Problem to work on
Filter the records below, keeping every line that contains the word "ceiling". Copy those lines unchanged.

[Items from a data source]

○ ○ ○ ○ ○

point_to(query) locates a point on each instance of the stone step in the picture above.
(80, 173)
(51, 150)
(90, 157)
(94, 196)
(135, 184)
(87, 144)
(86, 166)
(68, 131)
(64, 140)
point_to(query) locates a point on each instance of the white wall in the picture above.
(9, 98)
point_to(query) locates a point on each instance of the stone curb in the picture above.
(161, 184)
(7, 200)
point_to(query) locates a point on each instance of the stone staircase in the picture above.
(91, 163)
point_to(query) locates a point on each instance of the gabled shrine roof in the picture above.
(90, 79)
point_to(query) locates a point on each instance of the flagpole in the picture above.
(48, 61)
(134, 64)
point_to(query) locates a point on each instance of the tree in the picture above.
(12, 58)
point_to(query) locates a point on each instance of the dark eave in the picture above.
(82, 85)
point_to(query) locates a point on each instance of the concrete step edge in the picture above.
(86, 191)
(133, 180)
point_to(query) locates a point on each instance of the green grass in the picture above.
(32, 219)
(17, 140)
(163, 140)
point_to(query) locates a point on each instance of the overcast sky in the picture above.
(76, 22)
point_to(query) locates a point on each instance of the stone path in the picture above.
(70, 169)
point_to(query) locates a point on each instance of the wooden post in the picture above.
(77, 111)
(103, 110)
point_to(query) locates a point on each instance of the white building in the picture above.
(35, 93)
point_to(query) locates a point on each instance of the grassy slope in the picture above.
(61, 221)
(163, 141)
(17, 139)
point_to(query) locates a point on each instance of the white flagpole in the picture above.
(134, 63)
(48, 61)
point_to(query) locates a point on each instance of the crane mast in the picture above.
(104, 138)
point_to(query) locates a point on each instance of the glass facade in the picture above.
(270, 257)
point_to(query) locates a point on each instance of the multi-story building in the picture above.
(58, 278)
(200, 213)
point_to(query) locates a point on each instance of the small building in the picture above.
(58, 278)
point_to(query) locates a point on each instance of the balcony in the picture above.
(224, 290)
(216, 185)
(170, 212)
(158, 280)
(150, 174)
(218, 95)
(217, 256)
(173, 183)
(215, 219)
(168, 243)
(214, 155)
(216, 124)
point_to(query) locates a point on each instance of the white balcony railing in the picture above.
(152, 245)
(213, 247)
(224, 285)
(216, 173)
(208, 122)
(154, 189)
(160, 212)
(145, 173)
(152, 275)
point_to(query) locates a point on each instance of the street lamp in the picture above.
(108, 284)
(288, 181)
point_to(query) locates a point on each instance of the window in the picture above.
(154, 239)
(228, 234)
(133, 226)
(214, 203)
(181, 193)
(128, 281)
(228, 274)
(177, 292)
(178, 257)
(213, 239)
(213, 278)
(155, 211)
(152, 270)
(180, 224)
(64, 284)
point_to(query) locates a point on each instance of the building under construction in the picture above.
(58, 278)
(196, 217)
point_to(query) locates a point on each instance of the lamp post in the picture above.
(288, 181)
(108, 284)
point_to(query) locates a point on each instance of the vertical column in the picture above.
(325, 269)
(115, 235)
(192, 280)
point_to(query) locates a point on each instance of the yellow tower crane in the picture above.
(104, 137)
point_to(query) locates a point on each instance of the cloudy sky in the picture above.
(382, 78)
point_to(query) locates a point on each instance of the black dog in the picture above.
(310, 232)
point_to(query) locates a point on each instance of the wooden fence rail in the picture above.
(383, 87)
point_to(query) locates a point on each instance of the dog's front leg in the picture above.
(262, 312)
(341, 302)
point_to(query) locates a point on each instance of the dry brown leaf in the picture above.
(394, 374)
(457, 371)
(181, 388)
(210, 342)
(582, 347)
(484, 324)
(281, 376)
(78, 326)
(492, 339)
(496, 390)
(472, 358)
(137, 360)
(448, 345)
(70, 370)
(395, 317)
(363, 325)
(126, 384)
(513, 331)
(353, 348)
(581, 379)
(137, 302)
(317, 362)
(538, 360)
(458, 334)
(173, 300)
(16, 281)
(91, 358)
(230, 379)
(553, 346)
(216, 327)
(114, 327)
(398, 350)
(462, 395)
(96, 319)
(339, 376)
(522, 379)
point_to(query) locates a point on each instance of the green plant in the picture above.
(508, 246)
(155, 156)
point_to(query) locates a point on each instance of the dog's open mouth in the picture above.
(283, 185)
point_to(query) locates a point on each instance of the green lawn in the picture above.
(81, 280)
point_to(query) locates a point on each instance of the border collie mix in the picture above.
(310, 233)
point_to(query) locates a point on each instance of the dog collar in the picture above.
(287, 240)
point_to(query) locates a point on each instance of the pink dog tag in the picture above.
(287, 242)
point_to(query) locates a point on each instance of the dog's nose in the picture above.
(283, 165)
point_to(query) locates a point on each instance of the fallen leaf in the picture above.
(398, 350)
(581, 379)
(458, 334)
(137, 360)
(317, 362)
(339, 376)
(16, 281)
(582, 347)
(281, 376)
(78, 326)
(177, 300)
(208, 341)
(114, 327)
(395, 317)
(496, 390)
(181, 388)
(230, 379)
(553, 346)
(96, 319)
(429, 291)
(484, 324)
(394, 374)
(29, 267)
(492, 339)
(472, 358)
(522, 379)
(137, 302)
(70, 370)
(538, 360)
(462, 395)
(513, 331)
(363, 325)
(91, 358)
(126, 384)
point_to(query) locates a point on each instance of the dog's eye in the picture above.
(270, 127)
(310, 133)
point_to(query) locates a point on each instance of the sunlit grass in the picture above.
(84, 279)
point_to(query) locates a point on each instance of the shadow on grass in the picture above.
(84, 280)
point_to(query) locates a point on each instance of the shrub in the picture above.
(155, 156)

○ ○ ○ ○ ○

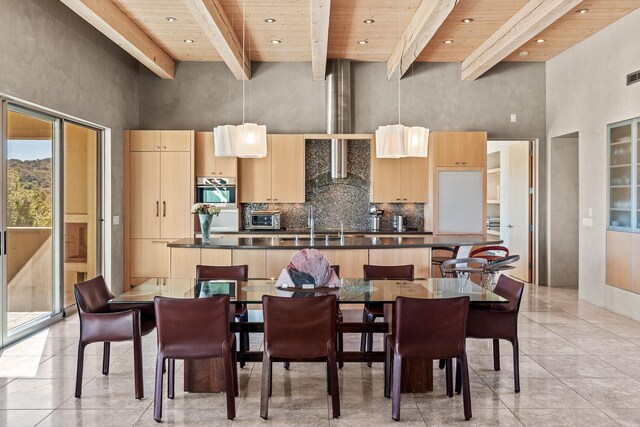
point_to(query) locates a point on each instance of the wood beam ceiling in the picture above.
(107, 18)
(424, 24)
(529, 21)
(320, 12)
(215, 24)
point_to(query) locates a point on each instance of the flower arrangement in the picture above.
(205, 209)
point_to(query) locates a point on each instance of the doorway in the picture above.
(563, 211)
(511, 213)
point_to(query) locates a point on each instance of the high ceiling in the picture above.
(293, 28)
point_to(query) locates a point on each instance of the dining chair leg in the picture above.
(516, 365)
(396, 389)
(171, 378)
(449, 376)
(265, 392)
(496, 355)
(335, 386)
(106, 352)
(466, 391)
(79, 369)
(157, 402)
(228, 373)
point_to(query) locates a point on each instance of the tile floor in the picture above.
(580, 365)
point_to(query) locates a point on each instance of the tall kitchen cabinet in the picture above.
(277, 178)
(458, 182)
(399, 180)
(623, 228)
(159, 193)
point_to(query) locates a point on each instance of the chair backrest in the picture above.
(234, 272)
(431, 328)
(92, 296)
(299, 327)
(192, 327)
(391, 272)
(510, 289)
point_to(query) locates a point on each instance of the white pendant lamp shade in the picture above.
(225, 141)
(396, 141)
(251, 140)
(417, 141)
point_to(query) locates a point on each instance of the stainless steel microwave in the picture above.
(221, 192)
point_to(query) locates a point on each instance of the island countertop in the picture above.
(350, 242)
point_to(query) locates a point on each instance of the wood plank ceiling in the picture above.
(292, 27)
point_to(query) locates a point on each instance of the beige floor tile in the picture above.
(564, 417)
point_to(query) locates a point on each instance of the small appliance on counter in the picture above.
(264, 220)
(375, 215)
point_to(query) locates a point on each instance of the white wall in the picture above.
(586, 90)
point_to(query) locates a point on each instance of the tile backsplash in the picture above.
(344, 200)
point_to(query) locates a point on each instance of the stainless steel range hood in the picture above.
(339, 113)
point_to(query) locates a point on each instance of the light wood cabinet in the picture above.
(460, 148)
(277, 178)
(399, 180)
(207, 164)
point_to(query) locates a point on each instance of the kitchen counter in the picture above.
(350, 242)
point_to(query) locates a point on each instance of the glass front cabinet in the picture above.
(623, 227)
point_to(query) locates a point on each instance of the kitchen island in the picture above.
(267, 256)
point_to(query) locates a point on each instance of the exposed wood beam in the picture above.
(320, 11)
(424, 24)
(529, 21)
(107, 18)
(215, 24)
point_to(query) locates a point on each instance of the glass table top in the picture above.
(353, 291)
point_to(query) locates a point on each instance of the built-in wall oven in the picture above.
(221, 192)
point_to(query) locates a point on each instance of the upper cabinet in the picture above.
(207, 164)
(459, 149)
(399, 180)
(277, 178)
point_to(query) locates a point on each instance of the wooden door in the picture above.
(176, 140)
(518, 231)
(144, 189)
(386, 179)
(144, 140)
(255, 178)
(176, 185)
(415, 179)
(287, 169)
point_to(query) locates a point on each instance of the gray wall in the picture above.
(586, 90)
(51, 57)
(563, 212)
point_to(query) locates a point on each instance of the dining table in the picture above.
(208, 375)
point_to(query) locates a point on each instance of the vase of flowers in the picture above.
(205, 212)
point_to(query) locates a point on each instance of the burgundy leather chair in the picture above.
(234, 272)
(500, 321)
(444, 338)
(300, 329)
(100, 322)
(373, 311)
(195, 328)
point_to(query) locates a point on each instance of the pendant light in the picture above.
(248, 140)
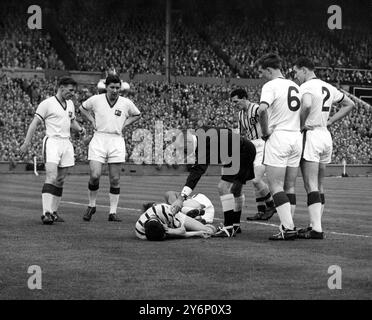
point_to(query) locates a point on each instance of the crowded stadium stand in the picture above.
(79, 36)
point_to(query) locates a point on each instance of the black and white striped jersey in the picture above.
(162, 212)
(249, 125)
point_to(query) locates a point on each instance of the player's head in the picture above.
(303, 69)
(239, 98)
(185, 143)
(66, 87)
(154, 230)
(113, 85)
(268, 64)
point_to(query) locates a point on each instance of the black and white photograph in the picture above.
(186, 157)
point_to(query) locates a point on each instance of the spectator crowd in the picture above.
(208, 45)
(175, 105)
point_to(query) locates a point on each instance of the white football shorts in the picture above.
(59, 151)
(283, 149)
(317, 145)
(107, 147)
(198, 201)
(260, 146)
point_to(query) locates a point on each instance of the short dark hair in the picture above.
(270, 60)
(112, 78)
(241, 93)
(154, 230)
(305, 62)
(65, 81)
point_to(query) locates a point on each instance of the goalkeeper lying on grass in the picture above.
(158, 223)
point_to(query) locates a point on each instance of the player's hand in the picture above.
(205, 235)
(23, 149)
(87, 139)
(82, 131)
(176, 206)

○ ○ ○ ○ ○

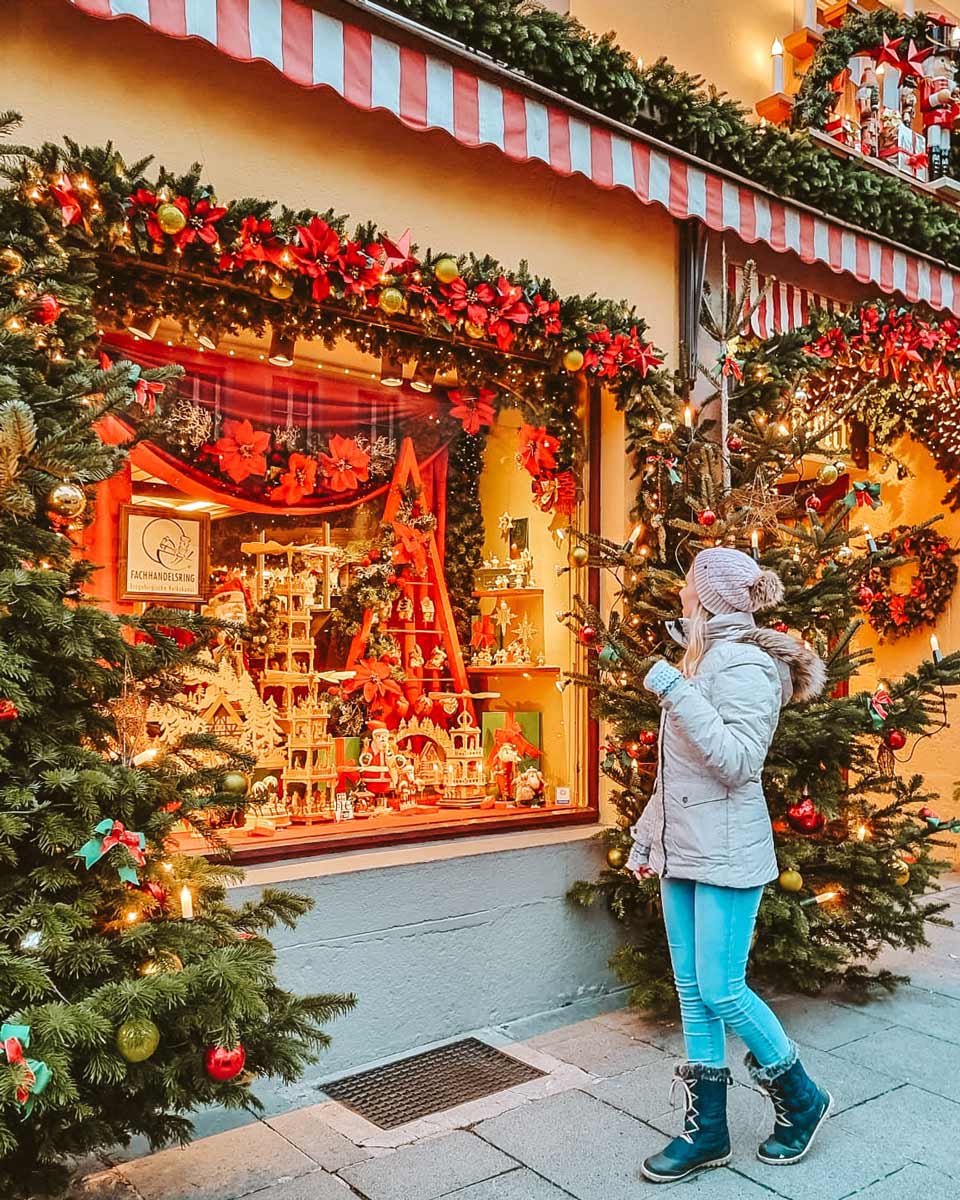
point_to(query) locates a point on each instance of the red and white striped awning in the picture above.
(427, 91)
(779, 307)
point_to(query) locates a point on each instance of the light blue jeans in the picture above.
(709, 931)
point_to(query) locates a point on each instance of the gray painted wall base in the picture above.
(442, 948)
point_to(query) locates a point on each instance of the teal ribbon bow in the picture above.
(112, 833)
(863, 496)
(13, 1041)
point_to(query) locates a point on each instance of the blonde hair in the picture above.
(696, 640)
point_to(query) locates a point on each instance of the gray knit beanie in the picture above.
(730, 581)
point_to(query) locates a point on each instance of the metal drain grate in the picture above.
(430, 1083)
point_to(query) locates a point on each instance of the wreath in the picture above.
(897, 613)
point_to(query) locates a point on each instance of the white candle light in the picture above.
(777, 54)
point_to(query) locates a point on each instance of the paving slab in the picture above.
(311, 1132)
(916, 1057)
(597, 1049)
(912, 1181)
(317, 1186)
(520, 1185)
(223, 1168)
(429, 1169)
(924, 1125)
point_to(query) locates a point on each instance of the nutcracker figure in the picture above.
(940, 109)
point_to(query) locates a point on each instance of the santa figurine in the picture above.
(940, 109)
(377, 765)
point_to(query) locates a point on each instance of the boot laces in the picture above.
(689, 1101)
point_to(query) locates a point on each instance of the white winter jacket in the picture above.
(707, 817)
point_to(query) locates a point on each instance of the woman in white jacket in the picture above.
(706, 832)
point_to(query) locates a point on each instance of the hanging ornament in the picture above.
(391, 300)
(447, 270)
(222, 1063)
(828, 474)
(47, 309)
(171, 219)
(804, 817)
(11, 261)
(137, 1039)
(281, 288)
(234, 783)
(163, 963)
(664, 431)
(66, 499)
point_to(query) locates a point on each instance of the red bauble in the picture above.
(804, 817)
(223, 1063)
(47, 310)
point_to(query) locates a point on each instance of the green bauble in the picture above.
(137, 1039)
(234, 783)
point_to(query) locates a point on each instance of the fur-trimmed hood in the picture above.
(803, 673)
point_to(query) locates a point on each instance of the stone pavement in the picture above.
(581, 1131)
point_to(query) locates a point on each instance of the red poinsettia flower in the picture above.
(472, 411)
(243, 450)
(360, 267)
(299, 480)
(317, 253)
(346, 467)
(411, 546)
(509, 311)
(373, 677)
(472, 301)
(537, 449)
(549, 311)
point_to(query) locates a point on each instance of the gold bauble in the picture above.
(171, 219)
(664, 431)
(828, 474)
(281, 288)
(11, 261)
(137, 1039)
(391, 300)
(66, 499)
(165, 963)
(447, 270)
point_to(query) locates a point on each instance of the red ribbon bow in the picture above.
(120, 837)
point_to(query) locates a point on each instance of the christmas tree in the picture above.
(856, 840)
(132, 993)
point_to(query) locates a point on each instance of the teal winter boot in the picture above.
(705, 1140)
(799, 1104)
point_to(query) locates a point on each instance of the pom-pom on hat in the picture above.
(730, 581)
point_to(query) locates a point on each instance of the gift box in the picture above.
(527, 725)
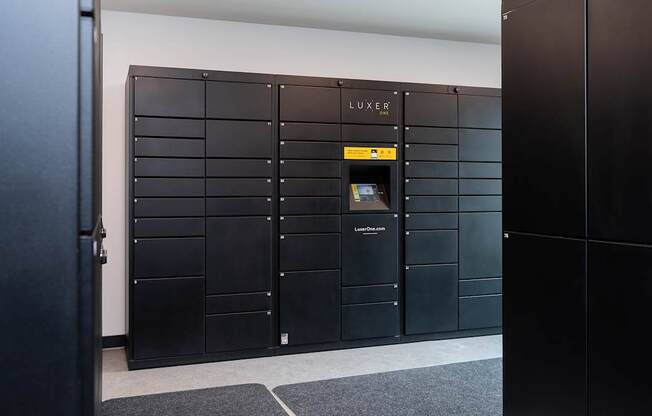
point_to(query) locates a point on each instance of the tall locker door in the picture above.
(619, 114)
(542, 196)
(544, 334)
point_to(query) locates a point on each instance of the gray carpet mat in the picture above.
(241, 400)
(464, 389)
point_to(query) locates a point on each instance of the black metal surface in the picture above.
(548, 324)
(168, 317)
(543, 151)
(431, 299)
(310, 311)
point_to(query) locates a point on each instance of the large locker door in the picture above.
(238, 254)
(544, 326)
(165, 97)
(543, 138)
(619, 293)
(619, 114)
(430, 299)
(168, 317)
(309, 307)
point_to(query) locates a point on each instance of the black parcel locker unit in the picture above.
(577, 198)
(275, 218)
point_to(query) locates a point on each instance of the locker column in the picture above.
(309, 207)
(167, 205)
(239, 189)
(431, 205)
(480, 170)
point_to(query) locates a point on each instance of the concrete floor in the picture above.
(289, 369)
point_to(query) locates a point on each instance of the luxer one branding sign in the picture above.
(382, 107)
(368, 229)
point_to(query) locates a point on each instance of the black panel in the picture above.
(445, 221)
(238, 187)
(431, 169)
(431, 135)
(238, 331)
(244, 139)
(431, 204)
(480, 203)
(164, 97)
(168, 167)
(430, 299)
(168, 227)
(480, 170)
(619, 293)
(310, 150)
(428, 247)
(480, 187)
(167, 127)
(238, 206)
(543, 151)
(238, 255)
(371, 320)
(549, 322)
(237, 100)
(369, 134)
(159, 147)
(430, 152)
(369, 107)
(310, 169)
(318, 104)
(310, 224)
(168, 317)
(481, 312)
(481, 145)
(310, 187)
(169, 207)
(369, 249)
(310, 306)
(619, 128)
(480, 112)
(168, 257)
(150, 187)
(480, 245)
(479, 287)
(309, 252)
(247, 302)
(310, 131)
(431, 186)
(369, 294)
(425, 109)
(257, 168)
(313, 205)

○ ○ ○ ○ ○

Answer to this problem
point_to(query) locates a point on each instance of the wood beam ceiling in the picture above.
point_to(query) locates a point on each instance of the high ceiling in the picture above.
point_to(query) locates a point on each instance of the wood plank ceiling in the picture above.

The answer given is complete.